**** SOURCE EXCERPT ****
Re: [ntfs-3g-devel] [PATCH] compress.c: Speed up NTFS compression algorithm

2014-08-10 Thread Jean-Pierre André
Eric Biggers wrote:
 On Sun, Aug 10, 2014 at 10:45:16AM +0200, Jean-Pierre André wrote:
 You have defined the hash table on static data, and I do
 not want to enter into the meanings of static data in
 shared objects in various operating systems (allowed or
 not, shared by threads or not...). I prefer to have it
 dynamically allocated (hence never shared by mounts),
 and pointed to in the volume structure. Unfortunately
 this means adding an extra argument to
 ntfs_compress_block() and freeing the table when unmounting.
 (I will later post the code for that).

 Yes, I wondered if that would cause issues.  Since the algorithm does not 
 depend
 on the specific hash function used, an alternative to jumping through hoops to
 use the crc32_table is to swap ntfs_hash() with another 3-byte hash function,
 one that does not rely on static data.  I will try some other ones (zlib-like
 which I've already tested a little bit, and maybe multiplicative hashing) and
 see how they affect the results.

I gather the crc polynomial you propose has proved
efficient in other compression algorithm, and is
supposed to be stable. Then a simpler way is to
compute the table once for all, and encode it as an
array of constants. Just comment out the encoding
function in case someone would like to test other
polynomials.

 Also a minor issue : please use
 http://sourceforge.net/p/ntfs-3g/ntfs-3g/ci/edge/tree/libntfs-3g/compress.c
 as a reference for your patch for easier integration.
 Will do next time.  I somehow missed the fact that this repository even 
 exists!
 Looks like the only conflict is in the change to the copyright block...

Indeed.

Jean-Pierre


 Eric




--
___
ntfs-3g-devel mailing list
ntfs-3g-devel@lists.sourceforge.net
https://lists.sourceforge.net/lists/listinfo/ntfs-3g-devel


Re: [ntfs-3g-devel] [PATCH] compress.c: Speed up NTFS compression algorithm

2014-08-10 Thread Jean-Pierre André
Eric Biggers wrote:
 On Sun, Aug 10, 2014 at 11:18:49AM +0200, Jean-Pierre André wrote:
 Hi,

 Did you compare with the Microsoft implementation ?
**** DATA SHOWN ****
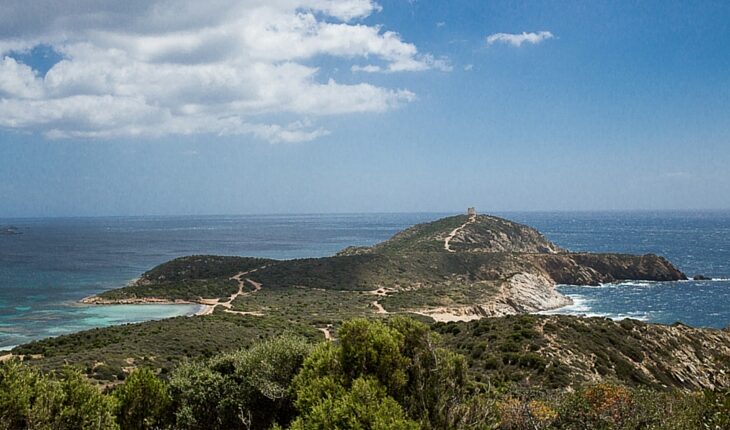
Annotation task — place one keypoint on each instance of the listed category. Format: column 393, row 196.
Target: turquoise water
column 45, row 271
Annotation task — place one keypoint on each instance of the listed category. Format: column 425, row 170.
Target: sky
column 161, row 107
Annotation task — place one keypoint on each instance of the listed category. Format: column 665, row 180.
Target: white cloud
column 161, row 67
column 518, row 39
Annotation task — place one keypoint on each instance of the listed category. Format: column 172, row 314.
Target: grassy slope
column 558, row 351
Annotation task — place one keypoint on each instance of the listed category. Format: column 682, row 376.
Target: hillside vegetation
column 392, row 374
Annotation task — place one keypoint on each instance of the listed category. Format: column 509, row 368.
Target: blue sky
column 144, row 110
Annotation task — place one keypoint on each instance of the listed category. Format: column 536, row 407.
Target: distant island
column 9, row 230
column 458, row 268
column 452, row 301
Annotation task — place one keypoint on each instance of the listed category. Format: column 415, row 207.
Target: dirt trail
column 211, row 304
column 455, row 231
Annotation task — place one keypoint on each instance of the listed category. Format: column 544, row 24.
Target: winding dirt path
column 211, row 304
column 455, row 231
****
* [WHAT IS ASKED]
[1] In the ntfs-3g thread, what two changes does dynamically allocating the hash table require?
[2] Reproduce the entries word for word, starting with the line that contains "665, row 180." and going on through the line that contains "column 452, row 301".
The ntfs-3g thread and the entries come from unrelated sources.

* [REPLIES]
[1] An extra argument must be added to ntfs_compress_block(), and the table must be freed when unmounting.

[2]
Annotation task — place one keypoint on each instance of the listed category. Format: column 665, row 180.
Target: white cloud
column 161, row 67
column 518, row 39
Annotation task — place one keypoint on each instance of the listed category. Format: column 172, row 314.
Target: grassy slope
column 558, row 351
Annotation task — place one keypoint on each instance of the listed category. Format: column 682, row 376.
Target: hillside vegetation
column 392, row 374
Annotation task — place one keypoint on each instance of the listed category. Format: column 509, row 368.
Target: blue sky
column 144, row 110
Annotation task — place one keypoint on each instance of the listed category. Format: column 536, row 407.
Target: distant island
column 9, row 230
column 458, row 268
column 452, row 301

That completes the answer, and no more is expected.